The kernel module will need to be reloaded so it loads the firmware.

To make it work, you may need to add the correct kernel WiFi stack. Not the hardware driver, that's already there.

You will also need wpa_supplicant installed and configured to connect to encrypted WiFi networks.

----------

## Jaglover

I haven't read this thread and maybe I'm completely off, but there is something in kernel since 5.8 https://cateee.net/lkddb/web-lkddb/RTW88_8723DE.html

----------

## NeddySeagoon

Jaglover,

That's the entry I was expecting to find but startpage.com didn't return it. :(

----------

## dmpogo

If you are still playing with that, can you show the output of

rmmod  rtw88_8723de

modprobe rtw88_8723de  

dmesg | grep -A 5 rtw88_8723de

----------

## Goverp

I have an RTL8723DE.  There's a Gentoo ebuild for the driver somewhere, I guess on an overlay; AFAIR it downloads the module from Ubuntu or Debian or someone.  I get the source from Larry Finger's git web site; it's the latest version.  It must be near to getting into the kernel; Larry said that it was about to enter staging some 3 or 4 years ago! Larry's RealTek's semi-official conduit for posting builds.

• _Data section_

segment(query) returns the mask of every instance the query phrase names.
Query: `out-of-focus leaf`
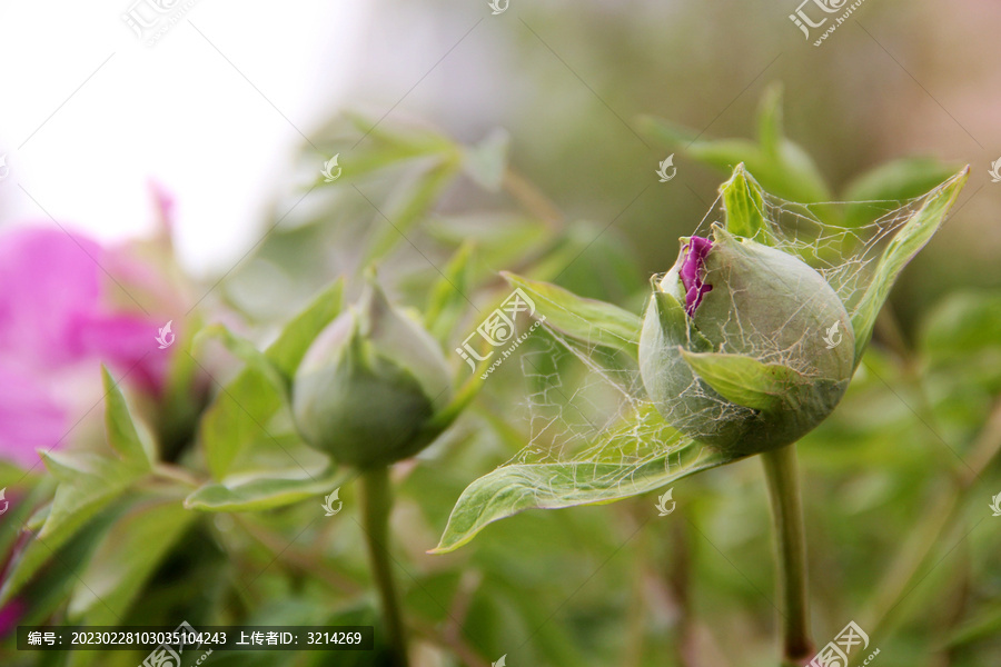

• _What to produce_
Reproduce the passage of the WiFi driver thread between "To make it work, you" and "encrypted WiFi networks.", inclusive.

• _The reply_
To make it work, you may need to add the correct kernel WiFi stack. Not the hardware driver, that's already there.

You will also need wpa_supplicant installed and configured to connect to encrypted WiFi networks.